Source data

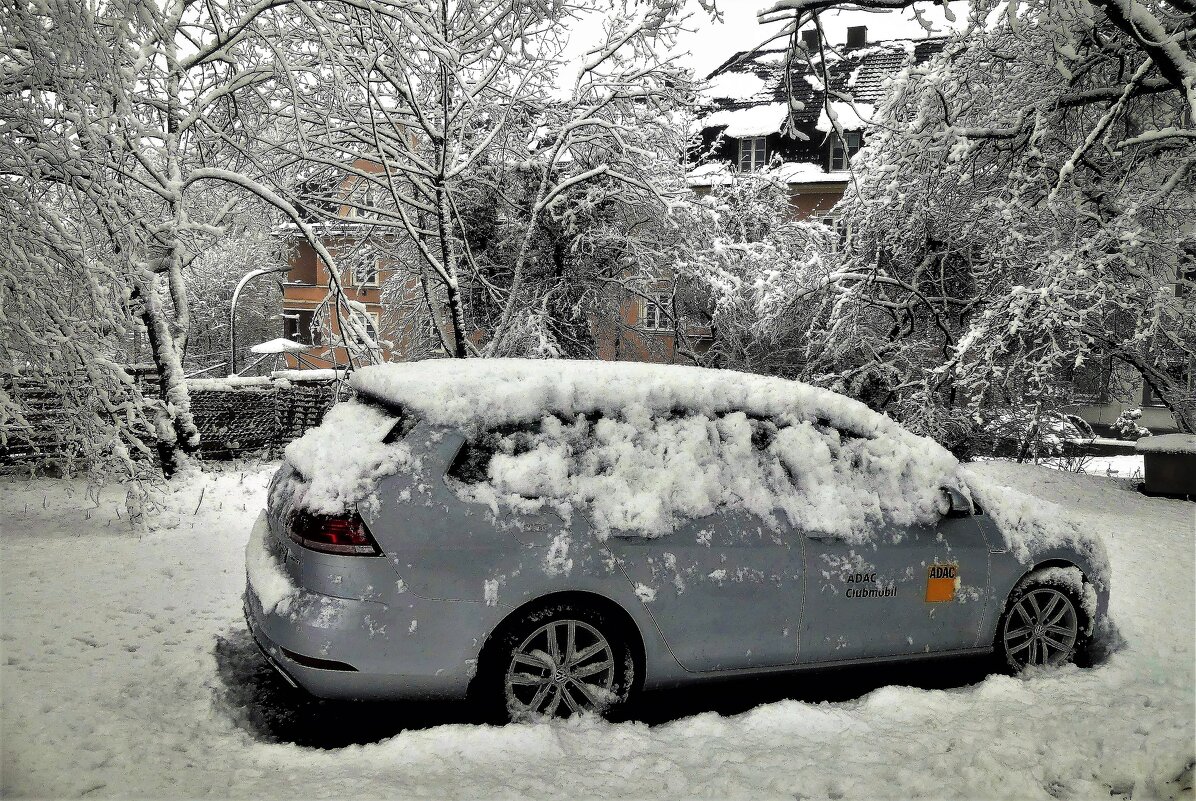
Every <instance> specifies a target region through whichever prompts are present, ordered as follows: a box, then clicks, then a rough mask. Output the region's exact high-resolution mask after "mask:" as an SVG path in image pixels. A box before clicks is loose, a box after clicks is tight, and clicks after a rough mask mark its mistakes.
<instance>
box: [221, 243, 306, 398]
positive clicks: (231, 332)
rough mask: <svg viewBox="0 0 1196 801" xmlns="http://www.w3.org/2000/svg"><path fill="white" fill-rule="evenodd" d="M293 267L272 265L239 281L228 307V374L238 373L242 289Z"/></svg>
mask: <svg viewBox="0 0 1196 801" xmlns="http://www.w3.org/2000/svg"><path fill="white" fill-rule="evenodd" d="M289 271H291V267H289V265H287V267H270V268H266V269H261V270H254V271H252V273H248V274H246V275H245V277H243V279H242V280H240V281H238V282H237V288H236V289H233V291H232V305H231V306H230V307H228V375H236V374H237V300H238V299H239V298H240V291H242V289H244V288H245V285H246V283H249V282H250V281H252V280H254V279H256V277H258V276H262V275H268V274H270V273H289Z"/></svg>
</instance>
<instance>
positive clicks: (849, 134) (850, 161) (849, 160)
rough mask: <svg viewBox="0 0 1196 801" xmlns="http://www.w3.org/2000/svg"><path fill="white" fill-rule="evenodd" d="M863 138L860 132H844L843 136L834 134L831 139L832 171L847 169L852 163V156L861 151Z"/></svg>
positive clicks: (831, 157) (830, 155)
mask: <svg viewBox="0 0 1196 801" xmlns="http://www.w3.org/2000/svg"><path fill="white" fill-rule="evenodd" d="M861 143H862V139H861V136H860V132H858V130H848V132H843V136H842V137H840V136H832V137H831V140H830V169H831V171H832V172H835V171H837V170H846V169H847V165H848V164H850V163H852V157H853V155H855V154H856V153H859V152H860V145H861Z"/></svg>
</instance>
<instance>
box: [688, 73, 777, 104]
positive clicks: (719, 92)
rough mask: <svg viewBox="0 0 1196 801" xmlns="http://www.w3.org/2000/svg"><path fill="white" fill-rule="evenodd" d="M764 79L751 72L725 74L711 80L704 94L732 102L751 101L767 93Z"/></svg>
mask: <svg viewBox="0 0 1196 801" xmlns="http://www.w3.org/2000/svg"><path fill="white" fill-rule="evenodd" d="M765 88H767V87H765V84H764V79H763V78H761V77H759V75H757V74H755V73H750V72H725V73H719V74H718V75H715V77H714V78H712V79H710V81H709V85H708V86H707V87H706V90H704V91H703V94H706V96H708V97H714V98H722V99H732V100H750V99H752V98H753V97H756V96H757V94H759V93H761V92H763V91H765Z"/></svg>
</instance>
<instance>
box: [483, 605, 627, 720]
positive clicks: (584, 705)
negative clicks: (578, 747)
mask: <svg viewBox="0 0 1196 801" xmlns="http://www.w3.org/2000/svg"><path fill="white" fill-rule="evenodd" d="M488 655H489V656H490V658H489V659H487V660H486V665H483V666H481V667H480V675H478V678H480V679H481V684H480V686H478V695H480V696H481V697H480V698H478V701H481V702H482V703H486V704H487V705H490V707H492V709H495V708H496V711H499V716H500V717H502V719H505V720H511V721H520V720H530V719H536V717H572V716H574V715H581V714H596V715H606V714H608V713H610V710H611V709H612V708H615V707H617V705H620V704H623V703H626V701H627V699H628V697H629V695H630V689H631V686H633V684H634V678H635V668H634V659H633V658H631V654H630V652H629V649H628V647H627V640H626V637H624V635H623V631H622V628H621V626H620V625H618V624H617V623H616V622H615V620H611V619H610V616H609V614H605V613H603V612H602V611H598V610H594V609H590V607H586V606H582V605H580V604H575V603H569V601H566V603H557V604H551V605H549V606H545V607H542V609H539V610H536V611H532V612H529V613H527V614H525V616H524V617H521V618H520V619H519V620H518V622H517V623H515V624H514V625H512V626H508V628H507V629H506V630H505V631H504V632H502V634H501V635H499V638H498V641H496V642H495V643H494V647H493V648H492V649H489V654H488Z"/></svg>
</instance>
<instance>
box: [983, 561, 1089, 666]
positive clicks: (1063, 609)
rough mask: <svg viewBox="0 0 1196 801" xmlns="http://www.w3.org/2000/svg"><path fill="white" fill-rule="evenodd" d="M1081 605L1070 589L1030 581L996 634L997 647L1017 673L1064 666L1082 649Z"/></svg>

Work item
The data above must be written out again without alteration, and the pictures in them must be excluded.

Answer space
Every <instance> specifies a target region through whichever prompts are present, ordered as follows: a box, then clicks, then a rough mask. Output the region's exact high-resolution mask after "mask:" as an SVG path in image pixels. A box before clicks is loose, a box after clicks is tight, and clicks after a rough mask mark its mistakes.
<instance>
box: [221, 243, 306, 398]
positive clicks: (231, 332)
rough mask: <svg viewBox="0 0 1196 801" xmlns="http://www.w3.org/2000/svg"><path fill="white" fill-rule="evenodd" d="M293 267L272 265L239 281L228 307V374L238 373L242 289Z"/></svg>
mask: <svg viewBox="0 0 1196 801" xmlns="http://www.w3.org/2000/svg"><path fill="white" fill-rule="evenodd" d="M289 271H291V267H289V265H287V267H270V268H266V269H261V270H254V271H252V273H248V274H246V275H245V277H243V279H242V280H240V281H238V282H237V288H236V289H233V291H232V305H231V306H230V307H228V375H236V374H237V300H238V299H239V298H240V291H242V289H244V288H245V285H246V283H249V282H250V281H252V280H254V279H256V277H258V276H262V275H268V274H270V273H289Z"/></svg>
</instance>
<instance>
positive clicks: (849, 134) (850, 161) (849, 160)
rough mask: <svg viewBox="0 0 1196 801" xmlns="http://www.w3.org/2000/svg"><path fill="white" fill-rule="evenodd" d="M863 138L860 132H844L843 136L834 134L831 139L832 171L847 169L852 163V156L861 151Z"/></svg>
positive clicks: (831, 157) (830, 155)
mask: <svg viewBox="0 0 1196 801" xmlns="http://www.w3.org/2000/svg"><path fill="white" fill-rule="evenodd" d="M861 143H862V139H861V136H860V132H858V130H848V132H843V136H842V137H840V136H832V137H831V140H830V169H831V171H832V172H835V171H837V170H846V169H847V165H848V164H850V163H852V157H853V155H855V154H856V153H859V152H860V145H861Z"/></svg>
</instance>
<instance>
box: [688, 73, 777, 104]
positive clicks: (719, 92)
rough mask: <svg viewBox="0 0 1196 801" xmlns="http://www.w3.org/2000/svg"><path fill="white" fill-rule="evenodd" d="M764 79L751 72L725 74L711 80L704 94L732 102L751 101L767 93Z"/></svg>
mask: <svg viewBox="0 0 1196 801" xmlns="http://www.w3.org/2000/svg"><path fill="white" fill-rule="evenodd" d="M765 88H767V87H765V84H764V79H763V78H761V77H759V75H757V74H755V73H750V72H725V73H719V74H718V75H715V77H714V78H712V79H710V81H709V85H708V86H707V87H706V90H704V91H703V94H706V96H708V97H714V98H722V99H732V100H750V99H752V98H753V97H756V96H757V94H759V93H761V92H763V91H765Z"/></svg>
</instance>
<instance>
box: [483, 605, 627, 720]
positive clicks: (584, 705)
negative clicks: (578, 747)
mask: <svg viewBox="0 0 1196 801" xmlns="http://www.w3.org/2000/svg"><path fill="white" fill-rule="evenodd" d="M488 655H489V656H490V658H489V659H487V660H486V665H483V666H481V667H480V675H478V678H480V679H481V684H480V686H478V695H480V696H481V697H480V698H478V701H481V702H482V703H486V704H487V705H490V707H492V709H495V708H496V711H499V716H500V717H502V719H505V720H511V721H520V720H530V719H536V717H572V716H574V715H581V714H596V715H606V714H608V713H610V710H611V709H612V708H615V707H617V705H620V704H623V703H626V701H627V699H628V697H629V695H630V689H631V686H633V684H634V678H635V668H634V659H633V658H631V654H630V652H629V649H628V647H627V640H626V637H624V635H623V631H622V628H621V626H620V625H618V624H617V623H616V622H615V620H611V619H610V616H609V614H605V613H603V612H602V611H598V610H594V609H590V607H586V606H582V605H580V604H575V603H569V601H566V603H557V604H551V605H549V606H545V607H542V609H539V610H536V611H532V612H529V613H527V614H525V616H524V617H521V618H520V619H519V620H518V622H517V623H515V624H514V625H512V626H508V628H507V629H506V630H505V631H504V632H502V634H501V635H499V638H498V641H496V642H495V643H494V647H493V648H492V649H489V654H488Z"/></svg>
</instance>
<instance>
box: [983, 561, 1089, 666]
positive clicks: (1063, 609)
rough mask: <svg viewBox="0 0 1196 801" xmlns="http://www.w3.org/2000/svg"><path fill="white" fill-rule="evenodd" d="M1081 605L1070 589L1030 581L996 634L997 647L1017 673L1064 666L1082 649Z"/></svg>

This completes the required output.